» STATED EXERCISE: Reproduce the lines below word for word, but leave out the picture.

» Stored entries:
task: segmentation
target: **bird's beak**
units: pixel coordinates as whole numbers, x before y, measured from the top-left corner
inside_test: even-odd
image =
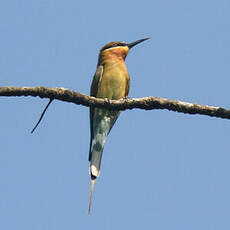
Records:
[[[137,40],[135,42],[131,42],[131,43],[127,44],[127,46],[129,47],[129,49],[131,49],[135,45],[137,45],[137,44],[139,44],[139,43],[141,43],[141,42],[143,42],[145,40],[148,40],[148,39],[150,39],[150,38],[143,38],[143,39]]]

» THE ANSWER:
task: segmentation
target: **bird's beak**
units: pixel coordinates as whole numbers, x before y, measured from the top-left corner
inside_test: even-odd
image =
Records:
[[[137,40],[135,42],[131,42],[131,43],[127,44],[127,46],[129,47],[129,49],[131,49],[135,45],[137,45],[137,44],[139,44],[139,43],[141,43],[141,42],[143,42],[145,40],[148,40],[148,39],[150,39],[150,38],[143,38],[143,39]]]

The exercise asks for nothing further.